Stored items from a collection
—————
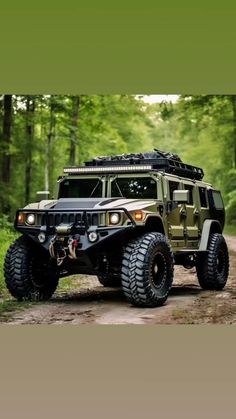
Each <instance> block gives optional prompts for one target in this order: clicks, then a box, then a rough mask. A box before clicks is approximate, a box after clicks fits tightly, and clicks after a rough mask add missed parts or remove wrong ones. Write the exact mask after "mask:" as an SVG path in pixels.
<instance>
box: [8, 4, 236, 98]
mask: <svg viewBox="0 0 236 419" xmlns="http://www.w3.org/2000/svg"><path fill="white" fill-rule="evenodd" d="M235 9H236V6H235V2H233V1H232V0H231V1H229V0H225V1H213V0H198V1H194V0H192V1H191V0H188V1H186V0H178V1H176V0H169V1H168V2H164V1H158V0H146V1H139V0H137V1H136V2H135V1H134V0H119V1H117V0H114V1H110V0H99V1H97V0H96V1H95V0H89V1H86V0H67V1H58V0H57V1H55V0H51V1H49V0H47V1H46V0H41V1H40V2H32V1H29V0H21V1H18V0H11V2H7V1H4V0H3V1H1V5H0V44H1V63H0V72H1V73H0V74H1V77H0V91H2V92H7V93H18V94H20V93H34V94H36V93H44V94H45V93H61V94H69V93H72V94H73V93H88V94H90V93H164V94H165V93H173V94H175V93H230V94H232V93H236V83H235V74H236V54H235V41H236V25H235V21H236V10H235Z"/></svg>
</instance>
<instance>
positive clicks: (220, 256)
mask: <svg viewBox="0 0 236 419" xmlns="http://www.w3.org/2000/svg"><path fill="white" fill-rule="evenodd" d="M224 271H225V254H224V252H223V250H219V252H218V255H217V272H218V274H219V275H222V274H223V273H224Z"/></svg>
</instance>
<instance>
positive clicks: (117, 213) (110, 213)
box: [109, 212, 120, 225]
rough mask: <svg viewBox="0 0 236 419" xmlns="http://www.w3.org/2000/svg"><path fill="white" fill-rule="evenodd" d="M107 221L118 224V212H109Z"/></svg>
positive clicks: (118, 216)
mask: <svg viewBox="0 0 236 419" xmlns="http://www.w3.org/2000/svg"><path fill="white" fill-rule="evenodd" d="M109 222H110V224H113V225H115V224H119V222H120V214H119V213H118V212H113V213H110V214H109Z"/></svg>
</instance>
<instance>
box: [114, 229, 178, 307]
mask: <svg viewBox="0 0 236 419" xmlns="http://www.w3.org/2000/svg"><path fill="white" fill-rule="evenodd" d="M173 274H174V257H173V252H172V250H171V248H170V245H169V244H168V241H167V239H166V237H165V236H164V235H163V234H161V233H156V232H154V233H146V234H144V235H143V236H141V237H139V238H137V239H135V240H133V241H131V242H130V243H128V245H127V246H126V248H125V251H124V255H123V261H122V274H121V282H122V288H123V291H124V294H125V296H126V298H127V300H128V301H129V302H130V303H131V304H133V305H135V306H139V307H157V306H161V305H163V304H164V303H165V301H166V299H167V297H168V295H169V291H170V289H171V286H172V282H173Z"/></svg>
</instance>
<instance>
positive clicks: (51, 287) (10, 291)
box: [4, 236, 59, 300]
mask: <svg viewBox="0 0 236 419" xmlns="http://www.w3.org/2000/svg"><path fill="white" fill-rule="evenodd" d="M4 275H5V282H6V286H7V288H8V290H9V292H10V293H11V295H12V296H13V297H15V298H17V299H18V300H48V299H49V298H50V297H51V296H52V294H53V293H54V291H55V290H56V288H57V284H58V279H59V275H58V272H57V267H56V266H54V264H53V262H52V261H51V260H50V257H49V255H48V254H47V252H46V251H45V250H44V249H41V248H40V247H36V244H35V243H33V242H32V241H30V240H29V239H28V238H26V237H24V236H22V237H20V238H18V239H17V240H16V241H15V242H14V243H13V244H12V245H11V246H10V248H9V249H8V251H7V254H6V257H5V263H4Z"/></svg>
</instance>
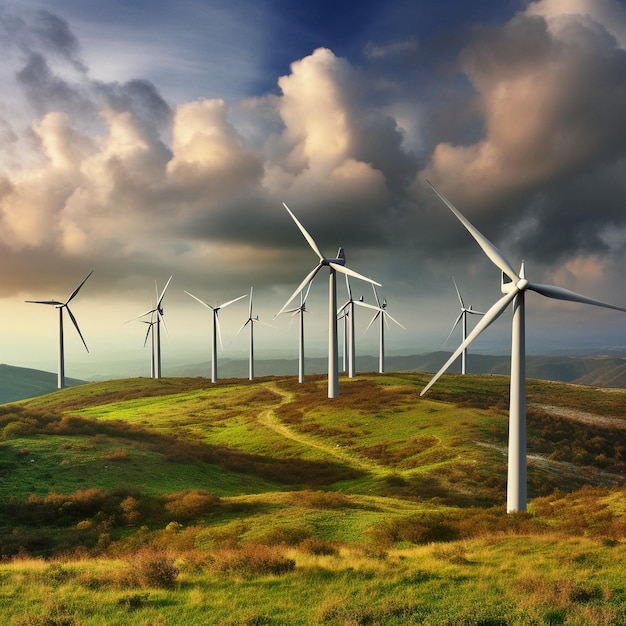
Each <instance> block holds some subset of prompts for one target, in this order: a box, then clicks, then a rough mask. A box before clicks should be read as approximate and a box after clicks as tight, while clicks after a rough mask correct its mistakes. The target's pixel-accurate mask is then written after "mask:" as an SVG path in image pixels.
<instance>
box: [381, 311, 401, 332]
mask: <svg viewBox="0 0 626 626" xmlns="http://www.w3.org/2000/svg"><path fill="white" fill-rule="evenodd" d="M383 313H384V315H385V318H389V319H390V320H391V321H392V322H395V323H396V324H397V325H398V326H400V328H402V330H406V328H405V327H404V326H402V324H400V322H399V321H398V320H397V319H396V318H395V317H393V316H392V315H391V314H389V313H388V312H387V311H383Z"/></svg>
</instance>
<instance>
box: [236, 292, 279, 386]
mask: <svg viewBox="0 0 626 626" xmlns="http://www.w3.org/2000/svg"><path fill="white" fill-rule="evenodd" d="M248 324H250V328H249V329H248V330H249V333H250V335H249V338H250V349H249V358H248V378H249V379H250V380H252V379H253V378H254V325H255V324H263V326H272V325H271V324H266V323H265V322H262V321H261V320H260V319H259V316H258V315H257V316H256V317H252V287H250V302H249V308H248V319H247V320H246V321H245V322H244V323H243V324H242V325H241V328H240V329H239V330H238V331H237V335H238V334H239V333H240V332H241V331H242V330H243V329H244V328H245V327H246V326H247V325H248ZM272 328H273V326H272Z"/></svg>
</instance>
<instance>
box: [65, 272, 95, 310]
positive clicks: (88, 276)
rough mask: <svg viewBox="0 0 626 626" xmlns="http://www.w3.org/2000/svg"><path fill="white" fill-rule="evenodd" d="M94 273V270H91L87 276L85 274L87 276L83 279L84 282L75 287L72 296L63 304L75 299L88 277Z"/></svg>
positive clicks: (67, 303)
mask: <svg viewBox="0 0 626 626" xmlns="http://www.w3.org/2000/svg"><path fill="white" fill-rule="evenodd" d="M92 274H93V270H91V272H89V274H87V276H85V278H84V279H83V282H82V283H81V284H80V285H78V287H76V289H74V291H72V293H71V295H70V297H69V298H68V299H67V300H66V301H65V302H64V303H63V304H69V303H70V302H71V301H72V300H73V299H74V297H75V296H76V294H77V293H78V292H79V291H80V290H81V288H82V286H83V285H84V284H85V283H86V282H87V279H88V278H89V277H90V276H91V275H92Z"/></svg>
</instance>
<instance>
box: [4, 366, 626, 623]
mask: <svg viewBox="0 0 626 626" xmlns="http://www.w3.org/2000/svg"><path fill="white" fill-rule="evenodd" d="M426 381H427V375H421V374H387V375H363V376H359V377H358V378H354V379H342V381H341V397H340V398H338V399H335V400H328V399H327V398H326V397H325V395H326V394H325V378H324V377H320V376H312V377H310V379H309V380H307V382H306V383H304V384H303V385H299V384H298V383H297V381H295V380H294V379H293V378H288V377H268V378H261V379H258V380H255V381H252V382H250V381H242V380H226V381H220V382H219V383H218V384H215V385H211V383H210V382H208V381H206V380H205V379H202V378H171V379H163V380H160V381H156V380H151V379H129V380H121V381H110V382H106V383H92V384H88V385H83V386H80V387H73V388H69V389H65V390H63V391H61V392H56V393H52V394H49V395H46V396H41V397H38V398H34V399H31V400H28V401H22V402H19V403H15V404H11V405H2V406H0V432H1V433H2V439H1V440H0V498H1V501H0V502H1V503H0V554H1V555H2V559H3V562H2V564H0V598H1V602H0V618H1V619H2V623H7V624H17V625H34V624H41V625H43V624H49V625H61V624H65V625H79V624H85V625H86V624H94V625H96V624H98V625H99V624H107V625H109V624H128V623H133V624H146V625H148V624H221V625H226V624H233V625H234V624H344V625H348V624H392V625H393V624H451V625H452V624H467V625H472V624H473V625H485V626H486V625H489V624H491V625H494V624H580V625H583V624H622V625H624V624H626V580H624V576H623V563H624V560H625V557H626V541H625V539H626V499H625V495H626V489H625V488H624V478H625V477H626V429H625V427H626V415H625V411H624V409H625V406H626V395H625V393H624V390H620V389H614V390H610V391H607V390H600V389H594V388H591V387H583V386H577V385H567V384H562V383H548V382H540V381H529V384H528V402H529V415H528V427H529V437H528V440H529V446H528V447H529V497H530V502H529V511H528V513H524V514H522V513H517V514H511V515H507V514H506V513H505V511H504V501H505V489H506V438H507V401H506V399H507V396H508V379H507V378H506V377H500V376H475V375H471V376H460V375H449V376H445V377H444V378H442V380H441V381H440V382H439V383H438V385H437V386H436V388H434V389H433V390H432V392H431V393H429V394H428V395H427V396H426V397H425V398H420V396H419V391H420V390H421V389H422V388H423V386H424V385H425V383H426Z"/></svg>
—————
* [WHAT NEEDS TO BE DONE]:
Task for the records above: copy every line in which the word "target" occurs.

* [SOLUTION FOR THIS EXERCISE]:
Each <instance> block gives optional prompts for one target in this order: clicks, then a box, then a rough mask. A box before clicks is approximate, a box after clicks fits tightly, and clicks after a rough mask add missed parts or remove wrong ones. Write the exact mask after "mask:" as an SVG path in pixels.
Each <instance> block holds some subset of prompts for one target, in this order: a box, then clicks, then a rough mask. A box before clicks should be read as approximate and a box after clicks as tight, while clicks after a rough mask correct its mistakes. The target's pixel-accurate mask is then written after "mask:" as an SVG path in image pixels.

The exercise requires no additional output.